Brief »
Return only the lines from the one containing "Expected: a marker on each instance of the wall outlet, one" to the end of the entries below, exactly as written, both ends included.

[Photo-based referring expression data]
▬▬▬

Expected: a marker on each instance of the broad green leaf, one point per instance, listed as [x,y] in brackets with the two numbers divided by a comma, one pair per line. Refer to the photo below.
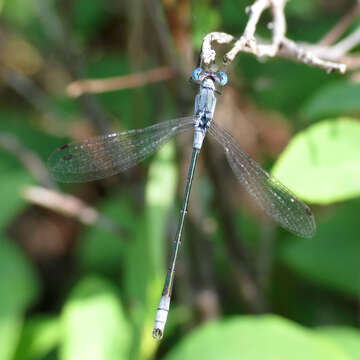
[322,164]
[335,99]
[347,338]
[331,258]
[19,12]
[255,338]
[302,7]
[94,325]
[204,19]
[40,335]
[10,329]
[18,289]
[89,17]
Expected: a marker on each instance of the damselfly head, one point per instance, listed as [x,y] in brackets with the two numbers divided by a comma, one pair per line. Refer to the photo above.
[199,75]
[196,73]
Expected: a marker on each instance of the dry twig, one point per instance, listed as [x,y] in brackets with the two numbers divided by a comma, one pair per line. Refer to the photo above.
[322,55]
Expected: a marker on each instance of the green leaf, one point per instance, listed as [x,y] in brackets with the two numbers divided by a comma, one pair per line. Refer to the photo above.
[89,17]
[94,325]
[19,12]
[10,329]
[331,258]
[204,20]
[255,338]
[322,164]
[18,289]
[302,7]
[345,337]
[338,99]
[41,334]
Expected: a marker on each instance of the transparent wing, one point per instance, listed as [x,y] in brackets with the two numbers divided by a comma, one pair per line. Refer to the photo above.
[273,197]
[110,154]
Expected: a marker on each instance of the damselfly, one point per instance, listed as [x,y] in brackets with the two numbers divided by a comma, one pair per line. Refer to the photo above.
[110,154]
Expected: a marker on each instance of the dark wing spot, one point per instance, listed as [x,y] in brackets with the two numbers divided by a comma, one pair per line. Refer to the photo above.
[67,157]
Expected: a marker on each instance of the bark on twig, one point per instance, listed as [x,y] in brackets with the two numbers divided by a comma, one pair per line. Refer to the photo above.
[321,55]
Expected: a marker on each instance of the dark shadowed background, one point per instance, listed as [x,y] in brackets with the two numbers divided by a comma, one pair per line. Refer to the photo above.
[82,265]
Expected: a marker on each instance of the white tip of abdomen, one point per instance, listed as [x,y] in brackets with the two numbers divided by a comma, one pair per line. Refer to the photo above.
[161,317]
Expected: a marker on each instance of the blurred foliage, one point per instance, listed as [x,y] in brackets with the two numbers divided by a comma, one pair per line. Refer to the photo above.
[304,164]
[70,291]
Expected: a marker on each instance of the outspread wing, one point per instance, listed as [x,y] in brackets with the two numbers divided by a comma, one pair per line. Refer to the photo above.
[107,155]
[272,196]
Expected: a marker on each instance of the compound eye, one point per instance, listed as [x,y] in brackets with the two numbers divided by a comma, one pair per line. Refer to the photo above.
[223,78]
[196,73]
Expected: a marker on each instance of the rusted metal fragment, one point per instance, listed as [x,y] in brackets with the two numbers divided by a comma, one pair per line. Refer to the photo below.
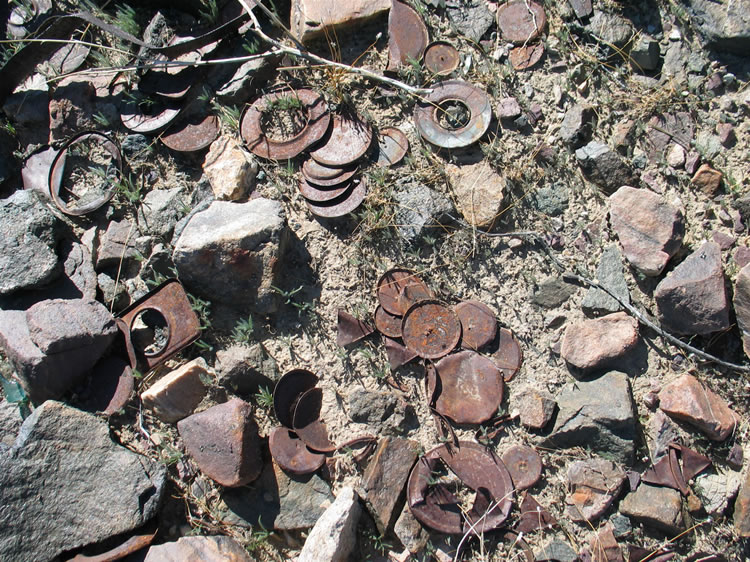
[193,134]
[441,58]
[392,146]
[509,355]
[520,21]
[307,423]
[466,387]
[407,35]
[291,453]
[287,391]
[428,114]
[431,329]
[346,142]
[57,170]
[317,122]
[524,465]
[398,354]
[351,329]
[171,302]
[476,468]
[478,324]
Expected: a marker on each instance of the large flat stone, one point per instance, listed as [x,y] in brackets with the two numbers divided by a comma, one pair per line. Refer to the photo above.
[65,484]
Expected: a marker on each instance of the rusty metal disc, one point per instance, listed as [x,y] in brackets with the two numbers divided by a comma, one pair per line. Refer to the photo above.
[427,115]
[478,324]
[466,387]
[519,23]
[342,205]
[509,355]
[318,195]
[387,324]
[307,422]
[193,134]
[346,142]
[287,392]
[317,123]
[441,58]
[399,288]
[525,57]
[524,465]
[431,329]
[291,453]
[392,146]
[478,469]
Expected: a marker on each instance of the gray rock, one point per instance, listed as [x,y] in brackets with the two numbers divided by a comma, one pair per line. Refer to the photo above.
[598,415]
[65,484]
[577,125]
[278,501]
[724,25]
[419,210]
[604,167]
[76,334]
[691,299]
[29,233]
[233,252]
[334,536]
[552,292]
[610,274]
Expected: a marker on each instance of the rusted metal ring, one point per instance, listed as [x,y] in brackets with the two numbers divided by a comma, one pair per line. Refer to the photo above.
[431,329]
[479,469]
[427,116]
[57,168]
[317,117]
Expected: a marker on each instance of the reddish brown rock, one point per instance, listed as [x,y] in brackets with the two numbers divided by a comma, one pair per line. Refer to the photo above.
[686,399]
[650,229]
[224,443]
[707,180]
[599,343]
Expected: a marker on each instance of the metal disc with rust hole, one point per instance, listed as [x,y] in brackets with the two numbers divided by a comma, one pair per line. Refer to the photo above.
[520,21]
[319,195]
[431,329]
[287,392]
[441,58]
[193,134]
[525,57]
[466,387]
[291,453]
[428,114]
[317,122]
[524,465]
[398,289]
[392,146]
[307,422]
[387,324]
[346,142]
[342,205]
[478,324]
[509,355]
[477,468]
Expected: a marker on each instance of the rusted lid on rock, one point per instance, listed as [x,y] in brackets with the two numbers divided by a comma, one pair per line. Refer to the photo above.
[291,453]
[520,21]
[307,422]
[287,392]
[524,465]
[478,324]
[478,469]
[192,134]
[466,387]
[347,141]
[441,58]
[431,329]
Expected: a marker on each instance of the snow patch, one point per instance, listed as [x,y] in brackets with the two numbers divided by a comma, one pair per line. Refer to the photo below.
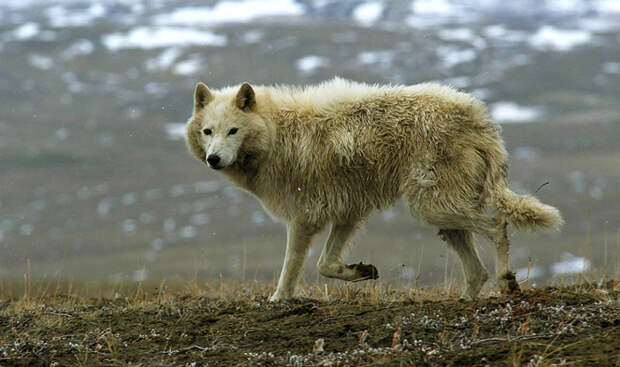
[451,56]
[231,12]
[176,130]
[41,62]
[555,39]
[368,13]
[79,48]
[157,37]
[308,64]
[188,67]
[464,35]
[26,31]
[510,112]
[570,264]
[60,17]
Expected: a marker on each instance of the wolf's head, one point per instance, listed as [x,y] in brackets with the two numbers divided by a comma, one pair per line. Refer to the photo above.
[225,127]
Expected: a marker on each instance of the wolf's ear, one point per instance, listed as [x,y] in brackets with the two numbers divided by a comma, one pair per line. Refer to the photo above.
[246,99]
[202,96]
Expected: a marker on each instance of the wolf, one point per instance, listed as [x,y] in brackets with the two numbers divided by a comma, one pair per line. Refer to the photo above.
[334,152]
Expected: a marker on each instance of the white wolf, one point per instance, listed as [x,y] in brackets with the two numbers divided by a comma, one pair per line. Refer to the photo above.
[336,151]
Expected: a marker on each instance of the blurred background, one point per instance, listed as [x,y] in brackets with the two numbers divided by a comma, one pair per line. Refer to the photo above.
[96,182]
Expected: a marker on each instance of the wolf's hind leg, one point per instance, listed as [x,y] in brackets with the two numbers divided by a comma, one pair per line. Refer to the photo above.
[505,277]
[299,237]
[330,263]
[475,273]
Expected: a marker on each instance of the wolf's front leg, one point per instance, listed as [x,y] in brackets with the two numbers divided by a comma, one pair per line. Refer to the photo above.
[299,237]
[330,262]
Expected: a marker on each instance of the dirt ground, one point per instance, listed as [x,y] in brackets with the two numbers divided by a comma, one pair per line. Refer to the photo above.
[339,326]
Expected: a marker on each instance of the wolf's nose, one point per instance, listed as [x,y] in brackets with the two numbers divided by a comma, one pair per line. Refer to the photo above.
[213,160]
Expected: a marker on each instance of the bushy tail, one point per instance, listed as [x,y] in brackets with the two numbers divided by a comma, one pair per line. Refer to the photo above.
[525,211]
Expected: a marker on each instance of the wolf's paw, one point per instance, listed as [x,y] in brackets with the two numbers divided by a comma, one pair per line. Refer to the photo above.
[364,271]
[508,283]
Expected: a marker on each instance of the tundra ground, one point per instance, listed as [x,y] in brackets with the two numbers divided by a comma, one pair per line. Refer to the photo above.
[356,325]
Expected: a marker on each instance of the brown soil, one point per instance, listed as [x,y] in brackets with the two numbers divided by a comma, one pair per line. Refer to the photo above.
[552,326]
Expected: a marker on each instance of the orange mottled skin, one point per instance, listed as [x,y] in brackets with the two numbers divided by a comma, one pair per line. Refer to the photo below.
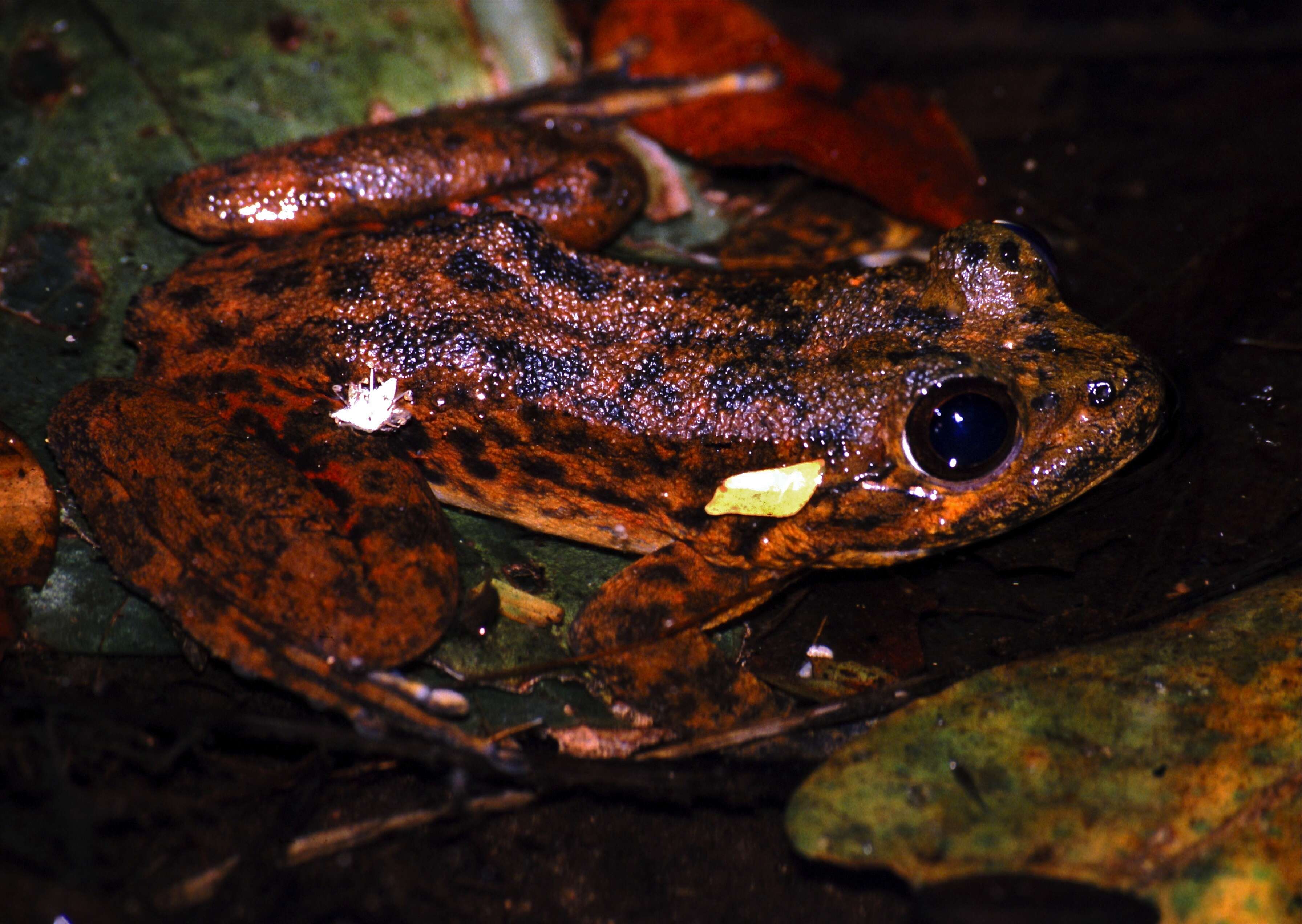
[572,393]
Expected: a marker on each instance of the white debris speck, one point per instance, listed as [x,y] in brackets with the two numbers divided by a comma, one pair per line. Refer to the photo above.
[372,408]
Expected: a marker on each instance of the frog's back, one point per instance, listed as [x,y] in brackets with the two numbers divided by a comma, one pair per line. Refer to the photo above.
[551,387]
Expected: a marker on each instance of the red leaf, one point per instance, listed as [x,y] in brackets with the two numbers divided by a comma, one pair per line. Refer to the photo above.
[894,146]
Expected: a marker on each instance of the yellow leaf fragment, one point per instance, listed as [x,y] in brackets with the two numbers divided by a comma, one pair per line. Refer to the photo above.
[769,493]
[526,608]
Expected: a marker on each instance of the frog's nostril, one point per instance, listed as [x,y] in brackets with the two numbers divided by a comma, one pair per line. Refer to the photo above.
[1038,243]
[1102,393]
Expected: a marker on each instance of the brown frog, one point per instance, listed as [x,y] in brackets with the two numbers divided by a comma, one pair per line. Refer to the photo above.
[563,391]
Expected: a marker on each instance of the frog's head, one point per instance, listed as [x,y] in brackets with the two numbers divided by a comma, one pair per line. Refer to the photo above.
[1008,406]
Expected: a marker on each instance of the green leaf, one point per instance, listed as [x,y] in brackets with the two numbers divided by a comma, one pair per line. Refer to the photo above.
[1167,763]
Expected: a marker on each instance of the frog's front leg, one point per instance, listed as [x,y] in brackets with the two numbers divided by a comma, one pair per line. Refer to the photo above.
[300,552]
[645,627]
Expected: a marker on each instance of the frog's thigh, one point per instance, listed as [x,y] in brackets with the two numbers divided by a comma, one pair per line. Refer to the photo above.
[207,521]
[676,674]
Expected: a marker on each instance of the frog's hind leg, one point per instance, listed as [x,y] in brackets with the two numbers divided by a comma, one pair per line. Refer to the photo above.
[309,573]
[581,190]
[649,620]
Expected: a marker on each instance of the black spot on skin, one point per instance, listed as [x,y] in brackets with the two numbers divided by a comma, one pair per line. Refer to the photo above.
[679,336]
[276,280]
[645,378]
[563,435]
[664,573]
[976,252]
[335,494]
[537,371]
[745,535]
[495,433]
[240,381]
[692,518]
[465,442]
[929,322]
[434,477]
[217,336]
[415,439]
[739,383]
[603,179]
[469,270]
[1046,341]
[351,281]
[378,482]
[549,263]
[192,297]
[545,469]
[481,469]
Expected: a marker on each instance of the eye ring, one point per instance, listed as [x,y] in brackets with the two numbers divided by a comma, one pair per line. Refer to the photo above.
[1037,241]
[963,429]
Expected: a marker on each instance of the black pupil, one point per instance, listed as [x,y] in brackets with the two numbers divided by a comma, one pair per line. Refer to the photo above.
[968,430]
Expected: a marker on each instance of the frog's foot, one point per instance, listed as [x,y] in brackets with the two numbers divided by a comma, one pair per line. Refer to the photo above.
[307,558]
[649,620]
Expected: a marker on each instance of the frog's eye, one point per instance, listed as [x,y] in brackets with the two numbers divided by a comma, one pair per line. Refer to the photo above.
[1038,243]
[961,429]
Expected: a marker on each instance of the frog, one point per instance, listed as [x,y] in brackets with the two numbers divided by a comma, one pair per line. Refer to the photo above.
[455,258]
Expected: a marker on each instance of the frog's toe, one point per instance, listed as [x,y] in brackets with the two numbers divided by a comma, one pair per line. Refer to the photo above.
[308,572]
[645,628]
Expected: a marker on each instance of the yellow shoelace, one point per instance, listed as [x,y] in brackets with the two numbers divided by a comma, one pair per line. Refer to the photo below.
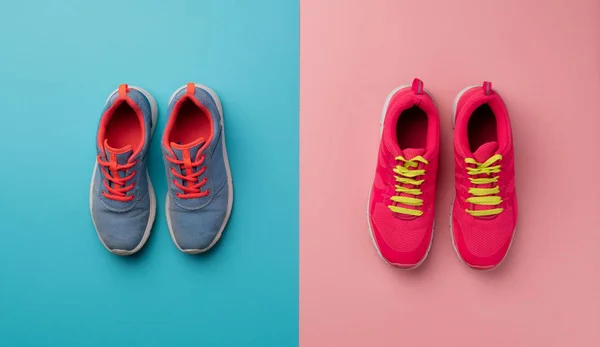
[481,195]
[406,176]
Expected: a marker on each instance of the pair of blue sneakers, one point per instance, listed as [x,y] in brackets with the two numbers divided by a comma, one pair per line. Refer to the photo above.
[200,191]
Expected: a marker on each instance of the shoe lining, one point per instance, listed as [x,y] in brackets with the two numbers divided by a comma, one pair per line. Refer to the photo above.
[482,127]
[191,123]
[411,129]
[124,128]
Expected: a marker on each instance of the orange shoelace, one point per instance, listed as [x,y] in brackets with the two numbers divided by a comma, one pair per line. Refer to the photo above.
[192,189]
[110,170]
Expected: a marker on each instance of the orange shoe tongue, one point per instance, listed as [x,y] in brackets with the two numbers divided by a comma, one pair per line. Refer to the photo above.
[485,151]
[193,147]
[410,153]
[121,155]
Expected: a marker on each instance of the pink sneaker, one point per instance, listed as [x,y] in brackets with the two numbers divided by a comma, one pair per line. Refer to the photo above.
[401,203]
[484,211]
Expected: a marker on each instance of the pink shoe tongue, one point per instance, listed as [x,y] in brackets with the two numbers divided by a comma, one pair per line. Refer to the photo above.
[410,153]
[485,151]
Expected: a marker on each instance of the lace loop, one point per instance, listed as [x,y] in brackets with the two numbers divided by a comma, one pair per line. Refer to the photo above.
[192,187]
[119,189]
[484,196]
[406,174]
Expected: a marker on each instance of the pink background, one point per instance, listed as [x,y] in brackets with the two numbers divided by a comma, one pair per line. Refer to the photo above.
[543,57]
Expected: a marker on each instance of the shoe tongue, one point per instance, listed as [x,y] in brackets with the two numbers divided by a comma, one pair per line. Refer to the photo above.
[193,147]
[122,154]
[410,153]
[485,151]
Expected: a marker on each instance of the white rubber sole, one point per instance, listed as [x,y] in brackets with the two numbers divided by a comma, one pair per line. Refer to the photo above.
[454,106]
[151,194]
[227,169]
[381,122]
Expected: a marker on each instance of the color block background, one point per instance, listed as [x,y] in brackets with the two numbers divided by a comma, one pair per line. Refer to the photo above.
[58,62]
[544,60]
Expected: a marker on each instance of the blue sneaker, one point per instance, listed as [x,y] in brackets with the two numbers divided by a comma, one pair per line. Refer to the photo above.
[200,193]
[122,199]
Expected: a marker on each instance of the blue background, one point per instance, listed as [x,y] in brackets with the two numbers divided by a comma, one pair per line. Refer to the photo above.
[59,60]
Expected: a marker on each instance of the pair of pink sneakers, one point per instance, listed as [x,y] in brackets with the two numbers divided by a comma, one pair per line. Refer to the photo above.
[401,203]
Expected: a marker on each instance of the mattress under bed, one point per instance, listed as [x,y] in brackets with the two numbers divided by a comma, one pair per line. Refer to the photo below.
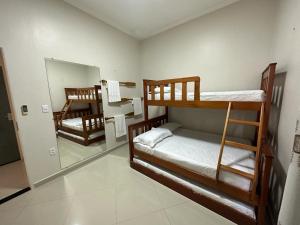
[199,151]
[76,123]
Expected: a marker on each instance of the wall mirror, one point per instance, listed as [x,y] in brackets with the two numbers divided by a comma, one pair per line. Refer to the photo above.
[76,98]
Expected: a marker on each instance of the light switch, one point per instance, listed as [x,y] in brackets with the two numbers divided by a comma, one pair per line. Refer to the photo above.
[45,108]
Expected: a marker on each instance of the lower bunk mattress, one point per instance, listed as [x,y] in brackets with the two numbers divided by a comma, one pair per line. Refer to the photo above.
[199,151]
[239,206]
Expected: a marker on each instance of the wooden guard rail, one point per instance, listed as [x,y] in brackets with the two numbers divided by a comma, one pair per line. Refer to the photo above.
[150,85]
[92,123]
[259,202]
[127,84]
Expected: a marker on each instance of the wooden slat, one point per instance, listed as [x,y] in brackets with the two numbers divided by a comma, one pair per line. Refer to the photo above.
[184,91]
[238,172]
[127,84]
[197,91]
[244,122]
[173,91]
[170,81]
[240,145]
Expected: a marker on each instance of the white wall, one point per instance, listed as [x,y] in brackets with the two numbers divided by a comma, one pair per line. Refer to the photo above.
[63,75]
[33,30]
[287,53]
[228,49]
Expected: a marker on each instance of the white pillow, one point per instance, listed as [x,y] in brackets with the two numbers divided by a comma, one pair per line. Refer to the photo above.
[152,137]
[171,126]
[166,90]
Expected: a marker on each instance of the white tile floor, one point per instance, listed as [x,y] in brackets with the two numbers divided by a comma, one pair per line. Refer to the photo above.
[105,192]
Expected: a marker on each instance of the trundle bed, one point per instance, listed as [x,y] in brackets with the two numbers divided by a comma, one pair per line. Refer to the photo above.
[227,175]
[82,126]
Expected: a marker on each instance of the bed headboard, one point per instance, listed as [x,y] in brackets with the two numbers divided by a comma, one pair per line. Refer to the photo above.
[267,83]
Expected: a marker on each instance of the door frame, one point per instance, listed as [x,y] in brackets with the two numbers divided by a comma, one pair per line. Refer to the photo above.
[12,108]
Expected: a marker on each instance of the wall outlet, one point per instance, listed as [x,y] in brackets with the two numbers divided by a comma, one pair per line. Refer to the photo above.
[52,151]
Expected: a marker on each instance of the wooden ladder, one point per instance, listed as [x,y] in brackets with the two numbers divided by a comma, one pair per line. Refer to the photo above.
[256,149]
[65,109]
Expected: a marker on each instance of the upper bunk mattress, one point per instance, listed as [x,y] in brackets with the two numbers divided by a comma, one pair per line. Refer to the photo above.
[199,151]
[233,96]
[76,123]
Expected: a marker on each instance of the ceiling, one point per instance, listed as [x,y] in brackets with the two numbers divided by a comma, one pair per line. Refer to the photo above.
[145,18]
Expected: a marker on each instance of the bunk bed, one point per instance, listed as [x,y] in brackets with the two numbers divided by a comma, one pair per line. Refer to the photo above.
[81,125]
[227,175]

▬▬▬

Answer »
Expected: a marker on each instance of the wall outlet, one point per instance, listed as [x,y] in brackets with the two numbers divided by a comma, one pair per line. Refer to the photo above.
[52,151]
Expected: a marker on each instance of the wooden ladder, one point per instance, listed as [x,y] in brackets with the two numbers divided by a comma, one pair per line. Refer to the photo above.
[256,149]
[65,109]
Expected: a marker on each instance of the upper bunk mattress, one point per instance, listed as [x,y] in brackets with the two numbers divided by a comma, one pair per line. Refer to the photo above.
[199,151]
[233,96]
[76,123]
Expected: a marker on each instance of the ceiling, one point per instance, listed as [x,y] in brackets with the two numbers divided by a comma, one pair per line. Refer to the photo above.
[145,18]
Expected: a marker on each instance of the bunk bed, one point per instance, listed as [x,y] in brackets with the two numbers divided by a comma, one pair per line. Refer to the photo above.
[81,125]
[227,175]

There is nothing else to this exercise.